━━━ Text for analysis ━━━

The House adopted the conference report by a 76-37 vote on April 1, and the Senate adopted it by a 38-9 vote on April 2. Lawmakers sent the enrolled bill to the governor on April 7, and he has until April 24 to decide whether or not to sign it into law.
Giving Immunity for Sexual Assault Victims and Witnesses
Victims who report sexual assaults while under the influence or in possession of a controlled substance will not be charged for drug or alcohol use under House Bill 861.

The bill says the same immunity would apply to people under 21 who are under the influence or in possession of alcohol when seeking treatment for or reporting a sexual crime. Sexual assault victims and witnesses are covered under the legislation.
“This person would not be prosecuted for having the drugs or alcohol because they’re in good faith reporting a sexual assault like a rape or something. Because many times, when sexual assaults happen, drugs and alcohol are involved. We don’t want to prevent someone from reporting a sexual assault just because they happened to be under the influence of alcohol or have that present,” Sen. Angela Burks-Hill, R-Picayune, said on the Senate floor on April 1.
Dead Bill: Early Voting
An effort to adopt 22 days of no-excuse early voting failed after Senate Bill 2654 died on the Senate’s calendar on April 3.
“We were one step away from the governor’s desk. At the end, I think looking through the product we had, there’s still a little bit of work that I wanted to do on behalf of our (circuit) clerks, our election commissioners, (and the) secretary of state. It ended up being a good bill and I just wish I could put a better bill forth next go-around,” the bill’s author, Sen. Jeremy England, R-Pascagoula, told reporters on April 3.

The senator said that next session, he hoped to clarify that the bill was doing away with in-person absentee voting, which required an excuse, and replace it with no-excuse early voting.
Dead Bill: Labor Union Restrictions for Businesses Receiving State Funds
An effort to restrict labor union organizing by requiring workers to voted on a secret ballot for any company that receives state funds died with Senate Bill 2849 on April 3.
The legislation says private businesses receiving state funds or benefits could not “voluntarily” give a labor organization an employee’s personal contact information without the employee’s consent. The bill also applies to subcontractors.

Rep. Lee Yancey, R-Rankin, said supporters of the legislation include the U.S. Chamber of Commerce, Nissan, Toyota and the Business and Industry Political Education Committee. He said he neither reached out to nor heard from any labor unions regarding the bill.
“We want to attract more businesses to our state because more than 90% of our businesses are non-unionized at this point, and we don’t want more unions coming into Mississippi,” Rep. Lee Yancey, R-Rankin, said
Rep. Oscar Denton, D-Vicksburg, noted that Mississippians already have the right to join unions via secret-ballot elections. Several Democratic representatives spoke out against Senate Bill 2849, saying they believe the bill would make it harder for employees to unionize in the state.

Mississippi is a right-to-work state, meaning businesses can hire and fire employees at will.
“Unions have provided more for this country than any other organization,” Denton said on the House floor on April 2.

━━━

What the task asks: According to the legislative update above, how many days of no-excuse early voting did Senate Bill 2654 seek to adopt?

━━━ Data supplied ━━━

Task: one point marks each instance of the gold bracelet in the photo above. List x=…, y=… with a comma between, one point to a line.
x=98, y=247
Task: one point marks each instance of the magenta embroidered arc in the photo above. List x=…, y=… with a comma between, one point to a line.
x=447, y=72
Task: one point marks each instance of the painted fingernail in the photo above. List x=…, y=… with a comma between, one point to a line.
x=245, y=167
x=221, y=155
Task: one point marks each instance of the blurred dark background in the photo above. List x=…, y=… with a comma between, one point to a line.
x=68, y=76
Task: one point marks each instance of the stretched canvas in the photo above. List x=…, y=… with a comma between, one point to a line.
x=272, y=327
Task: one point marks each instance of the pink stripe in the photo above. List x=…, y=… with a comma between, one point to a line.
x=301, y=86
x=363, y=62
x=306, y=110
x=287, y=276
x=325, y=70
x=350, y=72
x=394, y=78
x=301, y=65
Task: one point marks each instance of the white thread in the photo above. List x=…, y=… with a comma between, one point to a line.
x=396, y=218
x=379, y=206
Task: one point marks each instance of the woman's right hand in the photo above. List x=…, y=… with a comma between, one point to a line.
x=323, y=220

━━━
━━━ Data supplied ━━━

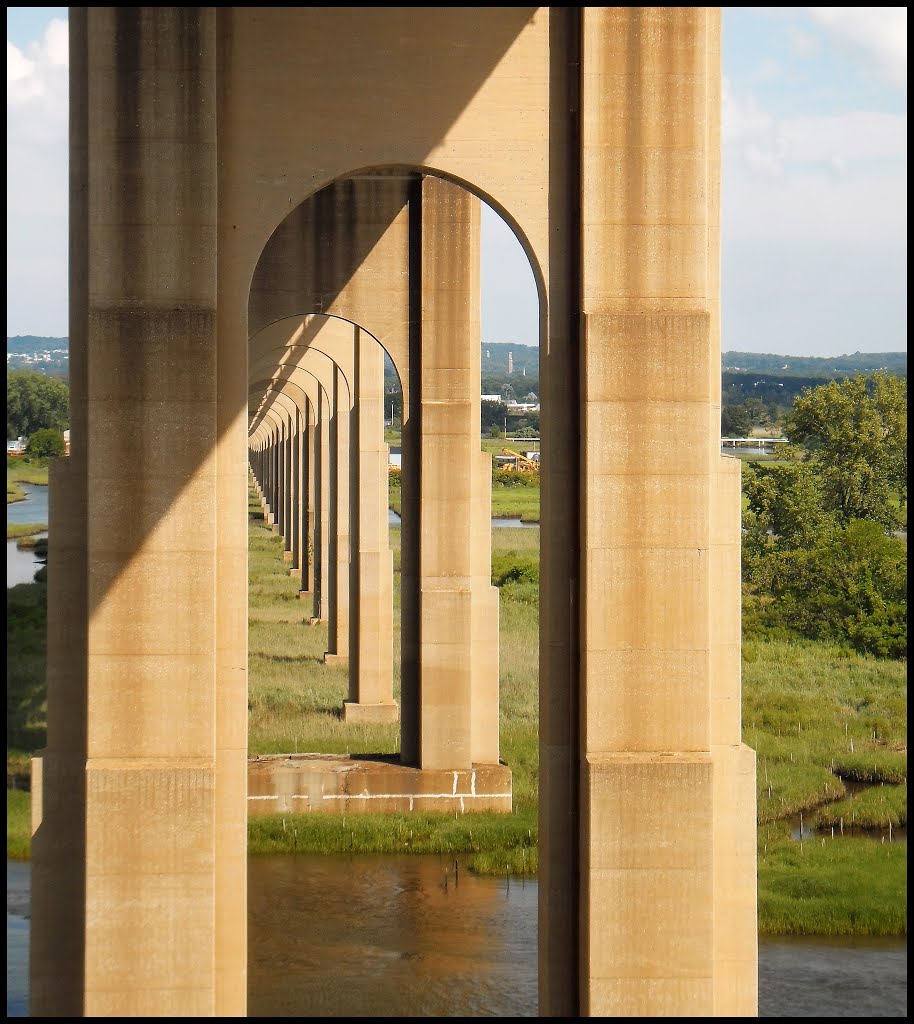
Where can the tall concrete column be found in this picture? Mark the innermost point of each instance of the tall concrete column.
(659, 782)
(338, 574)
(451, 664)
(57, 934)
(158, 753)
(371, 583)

━━━

Task output: 22 days